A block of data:
┏━━
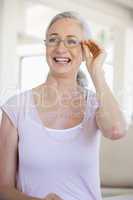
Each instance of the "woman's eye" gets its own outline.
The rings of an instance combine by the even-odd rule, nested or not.
[[[77,44],[77,41],[74,39],[67,40],[68,44]]]
[[[48,42],[52,43],[52,42],[57,42],[58,39],[57,38],[49,38],[48,39]]]

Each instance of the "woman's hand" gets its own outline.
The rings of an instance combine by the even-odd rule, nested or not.
[[[94,40],[84,40],[81,42],[87,70],[90,75],[94,75],[96,70],[102,71],[102,66],[106,58],[105,49]]]
[[[63,200],[55,193],[49,193],[43,200]]]

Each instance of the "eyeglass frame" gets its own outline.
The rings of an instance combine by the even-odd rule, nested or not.
[[[76,37],[75,37],[75,38],[76,38]],[[68,46],[66,45],[66,43],[65,43],[66,39],[64,39],[64,40],[62,40],[61,38],[58,38],[58,39],[59,39],[58,44],[57,44],[57,45],[51,45],[51,47],[57,47],[57,46],[60,45],[61,42],[63,42],[63,44],[64,44],[64,46],[65,46],[66,48],[68,48],[68,49],[72,49],[72,48],[75,48],[76,46],[78,46],[79,44],[81,44],[81,41],[78,40],[78,39],[76,38],[78,44],[75,45],[75,46],[73,46],[73,47],[68,47]],[[44,43],[45,43],[46,46],[49,46],[49,47],[50,47],[50,45],[47,45],[47,44],[46,44],[47,39],[45,39],[45,40],[43,40],[43,41],[44,41]]]

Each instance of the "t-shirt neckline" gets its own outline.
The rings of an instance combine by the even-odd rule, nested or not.
[[[85,112],[84,112],[84,117],[82,119],[82,121],[73,126],[73,127],[70,127],[70,128],[65,128],[65,129],[54,129],[54,128],[49,128],[47,126],[44,125],[44,123],[42,122],[42,120],[40,119],[40,116],[39,116],[39,113],[38,113],[38,110],[36,108],[36,105],[35,105],[35,102],[34,102],[34,97],[33,97],[33,91],[32,89],[29,90],[30,92],[30,97],[31,97],[31,101],[32,101],[32,105],[33,105],[33,108],[34,108],[34,112],[35,112],[35,116],[36,116],[36,119],[37,121],[39,122],[39,124],[41,125],[41,127],[45,130],[47,130],[48,132],[56,132],[56,133],[63,133],[63,132],[70,132],[70,131],[74,131],[74,130],[77,130],[79,128],[82,127],[83,125],[83,122],[85,120],[85,117],[86,117],[86,110],[87,110],[87,104],[88,104],[88,93],[87,93],[87,100],[86,100],[86,105],[85,105]]]

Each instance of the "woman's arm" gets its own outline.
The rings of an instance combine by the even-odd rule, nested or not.
[[[96,112],[96,122],[105,137],[119,139],[126,133],[127,125],[119,104],[108,87],[103,72],[95,71],[92,76],[100,107]]]
[[[0,125],[0,200],[39,200],[15,189],[18,134],[5,112]]]
[[[120,107],[105,81],[102,70],[106,58],[105,49],[94,40],[83,41],[82,47],[87,70],[100,102],[100,107],[96,112],[97,125],[105,137],[119,139],[125,135],[127,125]]]

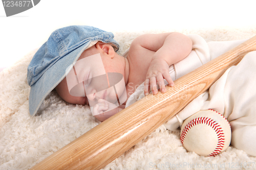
┗━━
_Task to carry out:_ Give the listing above as a Markdown table with the columns "No." and "Line," one row per line, skipping blank lines and leaving out the pictures.

_Exercise result:_
| No. | Line |
|---|---|
| 1 | Each instance of the "woman's eye" gets its own outline. |
| 2 | The rings of an instance combine by the even-odd rule, nested or not. |
| 3 | [[[77,44],[77,41],[74,39],[67,40],[68,44]]] |
| 4 | [[[48,42],[52,43],[52,42],[57,42],[58,39],[57,38],[49,38],[48,39]]] |
| 5 | Each instance of the "woman's hand" gets its own outline. |
| 6 | The rings of an instance combine by the even-odd rule, nested or not. |
| 7 | [[[94,40],[84,40],[81,42],[87,70],[90,75],[94,75],[96,70],[102,71],[102,66],[106,58],[105,49]]] |
| 8 | [[[63,200],[55,193],[49,193],[43,200]]] |
| 9 | Each instance of the "eyeglass frame" gets its own outline. |
| 10 | The rings of an instance combine by the even-odd rule, nested or not. |
| 11 | [[[76,37],[75,37],[75,38],[76,38]],[[68,46],[66,45],[66,43],[65,43],[66,39],[64,39],[64,40],[62,40],[61,38],[58,38],[58,39],[59,39],[58,44],[57,44],[57,45],[51,45],[51,47],[57,47],[57,46],[60,45],[61,42],[63,42],[63,44],[64,44],[64,46],[65,46],[66,48],[68,48],[68,49],[72,49],[72,48],[75,48],[76,46],[78,46],[79,44],[81,44],[81,41],[78,40],[78,39],[76,38],[78,44],[75,45],[75,46],[73,46],[73,47],[68,47]],[[44,43],[45,43],[46,46],[49,46],[49,47],[50,47],[50,45],[47,45],[47,44],[46,44],[47,39],[45,39],[45,40],[43,40],[43,41],[44,41]]] |
| 12 | Each instance of the "t-shirt neckline" gets its own outline. |
| 13 | The rings of an instance combine by the even-odd rule, nested or not. |
| 14 | [[[85,112],[84,112],[84,117],[82,119],[82,121],[73,126],[73,127],[70,127],[70,128],[65,128],[65,129],[54,129],[54,128],[49,128],[47,126],[44,125],[44,123],[42,122],[42,120],[40,119],[40,116],[39,116],[39,113],[38,113],[38,110],[36,108],[36,105],[35,105],[35,102],[34,102],[34,97],[33,97],[33,91],[32,89],[29,90],[30,92],[30,97],[31,97],[31,101],[32,101],[32,105],[33,105],[33,108],[34,108],[34,112],[35,112],[35,116],[36,116],[36,119],[37,121],[39,122],[39,124],[41,125],[41,127],[45,130],[47,130],[48,132],[56,132],[56,133],[63,133],[63,132],[70,132],[70,131],[74,131],[74,130],[77,130],[79,128],[82,127],[83,125],[83,122],[85,120],[85,117],[86,117],[86,110],[87,110],[87,104],[88,104],[88,93],[87,93],[87,100],[86,100],[86,105],[85,105]]] |
| 15 | Each instance of the "woman's arm" gets its own outline. |
| 16 | The rings of an instance combine by the even-odd rule, nested or not. |
| 17 | [[[96,112],[96,122],[105,137],[119,139],[126,133],[127,125],[119,104],[108,87],[103,72],[95,71],[92,76],[100,107]]] |
| 18 | [[[0,125],[0,200],[39,200],[15,189],[18,134],[5,112]]] |
| 19 | [[[120,107],[105,81],[102,70],[106,58],[105,49],[94,40],[83,41],[82,47],[87,70],[100,102],[100,107],[96,112],[97,125],[105,137],[119,139],[125,135],[127,125]]] |